Exercise input:
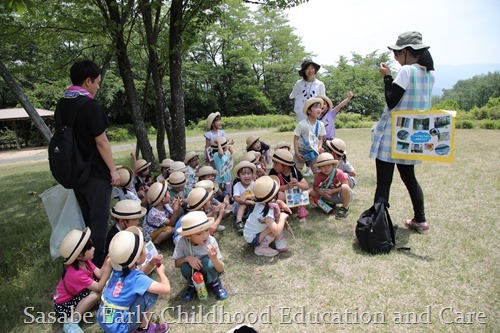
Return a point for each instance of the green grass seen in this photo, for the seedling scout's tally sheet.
(324, 272)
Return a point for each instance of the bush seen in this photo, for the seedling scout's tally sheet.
(464, 124)
(118, 134)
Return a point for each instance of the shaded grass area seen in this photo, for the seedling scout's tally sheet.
(448, 282)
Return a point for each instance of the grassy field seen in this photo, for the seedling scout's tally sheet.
(448, 282)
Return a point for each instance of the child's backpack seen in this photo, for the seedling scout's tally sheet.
(374, 230)
(66, 162)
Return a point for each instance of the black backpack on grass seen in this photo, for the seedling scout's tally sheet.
(65, 160)
(374, 230)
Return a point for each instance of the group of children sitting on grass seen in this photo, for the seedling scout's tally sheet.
(187, 203)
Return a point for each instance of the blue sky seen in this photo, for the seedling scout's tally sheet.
(458, 31)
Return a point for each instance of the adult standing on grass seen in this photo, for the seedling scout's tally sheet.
(89, 130)
(307, 87)
(410, 90)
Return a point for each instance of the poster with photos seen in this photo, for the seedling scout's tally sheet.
(423, 135)
(296, 197)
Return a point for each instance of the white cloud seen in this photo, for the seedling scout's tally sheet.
(458, 31)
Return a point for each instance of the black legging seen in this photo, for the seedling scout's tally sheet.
(385, 172)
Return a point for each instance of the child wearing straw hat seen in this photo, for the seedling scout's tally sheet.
(254, 144)
(308, 136)
(262, 228)
(242, 192)
(337, 148)
(130, 294)
(289, 177)
(165, 169)
(177, 187)
(161, 218)
(331, 185)
(197, 250)
(126, 213)
(78, 291)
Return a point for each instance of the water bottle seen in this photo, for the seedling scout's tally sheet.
(199, 285)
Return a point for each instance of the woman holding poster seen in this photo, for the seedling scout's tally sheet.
(410, 90)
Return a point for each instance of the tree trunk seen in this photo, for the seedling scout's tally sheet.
(19, 93)
(177, 142)
(128, 79)
(154, 69)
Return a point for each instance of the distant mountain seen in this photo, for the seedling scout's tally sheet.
(448, 75)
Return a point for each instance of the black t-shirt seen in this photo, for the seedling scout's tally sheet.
(91, 121)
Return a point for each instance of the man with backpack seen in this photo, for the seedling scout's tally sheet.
(84, 114)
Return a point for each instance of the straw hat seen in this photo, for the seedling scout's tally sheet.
(207, 185)
(190, 156)
(178, 166)
(251, 156)
(73, 244)
(175, 179)
(327, 100)
(306, 64)
(244, 164)
(310, 102)
(265, 189)
(411, 39)
(325, 159)
(283, 144)
(222, 140)
(251, 140)
(283, 156)
(125, 248)
(166, 163)
(157, 192)
(126, 175)
(337, 145)
(128, 210)
(194, 222)
(211, 117)
(198, 197)
(205, 171)
(141, 165)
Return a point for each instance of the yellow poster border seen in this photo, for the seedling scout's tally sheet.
(420, 157)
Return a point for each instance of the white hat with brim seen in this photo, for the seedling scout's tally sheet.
(325, 159)
(310, 102)
(337, 145)
(126, 175)
(211, 117)
(141, 165)
(198, 197)
(251, 156)
(265, 189)
(177, 179)
(244, 164)
(283, 156)
(125, 248)
(411, 39)
(166, 163)
(190, 156)
(178, 166)
(157, 192)
(205, 171)
(207, 185)
(128, 210)
(194, 222)
(73, 244)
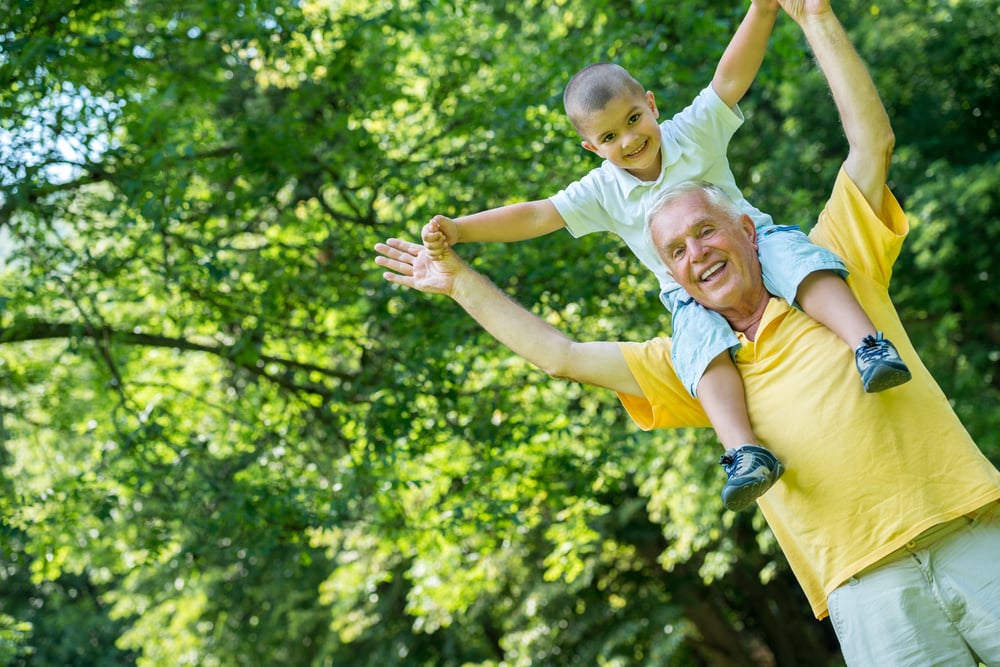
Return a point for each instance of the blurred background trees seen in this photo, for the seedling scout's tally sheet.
(226, 441)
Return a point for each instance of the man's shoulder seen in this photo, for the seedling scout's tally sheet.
(868, 241)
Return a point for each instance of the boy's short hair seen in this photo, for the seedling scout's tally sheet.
(593, 87)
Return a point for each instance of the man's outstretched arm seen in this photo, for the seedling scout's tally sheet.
(598, 363)
(866, 123)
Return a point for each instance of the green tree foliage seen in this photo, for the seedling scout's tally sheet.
(226, 441)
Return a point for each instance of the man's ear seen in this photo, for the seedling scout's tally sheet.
(750, 229)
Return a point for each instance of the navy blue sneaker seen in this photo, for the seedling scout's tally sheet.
(752, 470)
(880, 365)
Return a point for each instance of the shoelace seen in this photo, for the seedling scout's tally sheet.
(872, 349)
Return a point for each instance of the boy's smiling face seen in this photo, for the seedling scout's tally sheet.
(625, 133)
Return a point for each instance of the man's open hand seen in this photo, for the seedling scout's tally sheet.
(410, 265)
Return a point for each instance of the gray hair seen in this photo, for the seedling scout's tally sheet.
(593, 87)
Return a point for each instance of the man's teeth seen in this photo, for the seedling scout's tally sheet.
(710, 270)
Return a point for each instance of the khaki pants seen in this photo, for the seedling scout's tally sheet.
(934, 602)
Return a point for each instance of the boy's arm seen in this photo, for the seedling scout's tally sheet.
(516, 222)
(600, 364)
(742, 58)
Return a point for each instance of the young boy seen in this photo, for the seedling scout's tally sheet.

Exercise goal: Take the lines from the one containing "Return a point for each instance of the khaki" through the last line and write them out again, substituting "count log" for "tally sheet" and leaving everything else untouched.

Task result:
Return a point for each instance of the khaki pants seen in this photo, for the seedling scout's count log.
(934, 602)
Return a point for each instance of the boy's arm seen in this photo, for the seedling scout's count log.
(516, 222)
(600, 364)
(742, 58)
Return a point for each instance of the young boy seen in this photo, for the seedling scout's count log.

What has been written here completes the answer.